**** Source document ****
High School Students in Boston Say They Were Forced Into 'Cult-Like' Therapy Sessions, Requiring Them to Scream and Cry
LatestA group of students who served on Boston’s Student Advisory Council say they were subjected to a “cult-like” series of counseling sessions in a district-sponsored program that required them to cry, scream, and share deeply traumatic and personal stories in a group setting.
The Boston Globe reports that for the past fifteen years, the Boston Public School system has hired Jenny Sazama as an outside contractor to run the Advisory Council, which helps advise the superintendent on education policy. Despite having no credentials in mental health, during her tenure Sazama strongly encouraged students to participate in counseling sessions known as “Re-Evaluation Counseling” or “RC,” which focuses on dredging up traumatic memories and sharing them with a counselor or group, with an emphasis on crying, screaming, and shaking.
In March, twelve of the 49 members of the Boston Student Advisory Council resigned, citing the counseling sessions and Sazama’s behavior. In interviews with over a dozen current and former student advisory staffers and council members, the Boston Globe reports that students say the sessions, some of which were attended by other adults the students had no connection to, were “inappropriate and disturbing.” One former student Keondre McClay, a Black teenager, said he was almost forced to “purge” racial trauma by wrestling with white adults, even when he loudly refused. Another former staffer describes a session in which Sazama tried to get a girl to share her experience of sexual assault with the group, despite being reluctant. Sazama also discouraged students from seeking out legitimate mental health treatment and medication, believing that “‘disorders’ are made-up names that describe distresses.”
**** Extracted records ****
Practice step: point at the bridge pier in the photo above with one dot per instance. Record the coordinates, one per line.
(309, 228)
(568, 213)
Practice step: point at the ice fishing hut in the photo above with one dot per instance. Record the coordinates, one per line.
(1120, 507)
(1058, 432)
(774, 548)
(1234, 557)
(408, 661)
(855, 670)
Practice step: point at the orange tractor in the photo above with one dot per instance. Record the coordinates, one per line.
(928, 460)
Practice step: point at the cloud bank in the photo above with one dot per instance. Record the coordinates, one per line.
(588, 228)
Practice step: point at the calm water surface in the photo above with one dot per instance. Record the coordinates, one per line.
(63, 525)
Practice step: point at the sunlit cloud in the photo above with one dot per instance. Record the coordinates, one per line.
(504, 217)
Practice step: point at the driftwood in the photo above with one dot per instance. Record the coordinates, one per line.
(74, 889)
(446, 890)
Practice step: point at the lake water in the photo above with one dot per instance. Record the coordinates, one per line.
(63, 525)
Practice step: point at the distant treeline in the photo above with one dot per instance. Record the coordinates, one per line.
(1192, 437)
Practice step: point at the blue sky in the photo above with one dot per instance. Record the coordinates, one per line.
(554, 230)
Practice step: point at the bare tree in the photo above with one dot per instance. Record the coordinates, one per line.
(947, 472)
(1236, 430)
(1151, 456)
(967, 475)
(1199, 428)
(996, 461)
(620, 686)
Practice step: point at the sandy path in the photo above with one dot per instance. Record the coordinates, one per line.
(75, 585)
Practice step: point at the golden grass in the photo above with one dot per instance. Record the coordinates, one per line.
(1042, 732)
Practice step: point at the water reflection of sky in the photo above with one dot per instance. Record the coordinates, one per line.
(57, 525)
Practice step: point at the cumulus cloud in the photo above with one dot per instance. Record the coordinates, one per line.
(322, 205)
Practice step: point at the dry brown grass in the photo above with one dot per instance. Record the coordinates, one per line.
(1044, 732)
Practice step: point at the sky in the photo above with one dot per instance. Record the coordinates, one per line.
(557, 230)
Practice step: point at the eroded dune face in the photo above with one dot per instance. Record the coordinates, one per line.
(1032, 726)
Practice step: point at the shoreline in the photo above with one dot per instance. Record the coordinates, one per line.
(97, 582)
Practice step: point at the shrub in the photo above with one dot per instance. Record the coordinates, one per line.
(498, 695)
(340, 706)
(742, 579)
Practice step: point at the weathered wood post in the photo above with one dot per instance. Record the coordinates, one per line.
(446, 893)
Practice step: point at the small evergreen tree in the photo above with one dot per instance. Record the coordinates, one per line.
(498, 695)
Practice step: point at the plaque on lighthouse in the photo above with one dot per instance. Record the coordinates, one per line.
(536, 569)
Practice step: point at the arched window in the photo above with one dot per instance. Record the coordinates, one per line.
****
| Task set |
1. In the article about the Boston Student Advisory Council, why did Sazama discourage students from seeking legitimate mental health treatment and medication?
2. According to the article about the Boston Student Advisory Council, how many council members resigned in March?

| Task-by-task solutions |
1. She believed that "'disorders' are made-up names that describe distresses."

2. Twelve of the council's 49 members resigned.